EXCERPTED PASSAGE →
(begin)
# Rapid measurement of tension in multi-wire arrays using free damped   oscillations

**Authors:** Bernard Gottschalk

arXiv: 1905.08884 · 2019-05-23

## TL;DR

This paper presents a rapid, non-invasive method to measure tension in multi-wire arrays using free damped oscillations, combining simulation and experimental validation to achieve about 2% accuracy within a second.

## Contribution

The study introduces a novel approach using free oscillations and simple tapping to quickly verify wire tension, improving speed and ease over traditional methods.

## Key findings

- Achieves tension measurement accuracy of about 2%.
- Method completes measurement in approximately 1 second for 1.5m wires.
- Experimental results agree well with mechanical tension measurements.
(end)
WRITTEN TASK 1 → Transcribe the summary of the wire-tension measurement paper word for word, from its title through the last key finding.
WRITTEN TASK 2 → Format the records below as a two-column CSV with the headers request and outline. Give one row per request, with its text and its answer each in a single quoted field, and line breaks turned into spaces.

MATERIAL FOR THIS TASK →
(begin)
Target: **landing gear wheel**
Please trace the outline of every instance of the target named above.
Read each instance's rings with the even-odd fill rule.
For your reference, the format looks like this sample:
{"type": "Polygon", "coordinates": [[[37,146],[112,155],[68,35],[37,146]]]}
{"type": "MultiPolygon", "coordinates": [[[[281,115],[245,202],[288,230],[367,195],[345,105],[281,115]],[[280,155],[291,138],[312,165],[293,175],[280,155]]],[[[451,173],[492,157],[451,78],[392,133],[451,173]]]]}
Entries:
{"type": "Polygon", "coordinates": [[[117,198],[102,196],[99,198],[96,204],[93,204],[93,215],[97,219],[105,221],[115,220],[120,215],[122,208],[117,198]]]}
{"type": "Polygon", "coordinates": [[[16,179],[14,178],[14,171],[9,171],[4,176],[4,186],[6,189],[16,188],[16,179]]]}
(end)
SOLUTION 1 →
# Rapid measurement of tension in multi-wire arrays using free damped   oscillations

**Authors:** Bernard Gottschalk

arXiv: 1905.08884 · 2019-05-23

## TL;DR

This paper presents a rapid, non-invasive method to measure tension in multi-wire arrays using free damped oscillations, combining simulation and experimental validation to achieve about 2% accuracy within a second.

## Contribution

The study introduces a novel approach using free oscillations and simple tapping to quickly verify wire tension, improving speed and ease over traditional methods.

## Key findings

- Achieves tension measurement accuracy of about 2%.
- Method completes measurement in approximately 1 second for 1.5m wires.
- Experimental results agree well with mechanical tension measurements.

SOLUTION 2 →
request,outline
"Target: **landing gear wheel** Please trace the outline of every instance of the target named above. Read each instance's rings with the even-odd fill rule. For your reference, the format looks like this sample: {""type"": ""Polygon"", ""coordinates"": [[[37,146],[112,155],[68,35],[37,146]]]} {""type"": ""MultiPolygon"", ""coordinates"": [[[[281,115],[245,202],[288,230],[367,195],[345,105],[281,115]],[[280,155],[291,138],[312,165],[293,175],[280,155]]],[[[451,173],[492,157],[451,78],[392,133],[451,173]]]]} Entries:","{""type"": ""Polygon"", ""coordinates"": [[[117,198],[102,196],[99,198],[96,204],[93,204],[93,215],[97,219],[105,221],[115,220],[120,215],[122,208],[117,198]]]} {""type"": ""Polygon"", ""coordinates"": [[[16,179],[14,178],[14,171],[9,171],[4,176],[4,186],[6,189],[16,188],[16,179]]]}"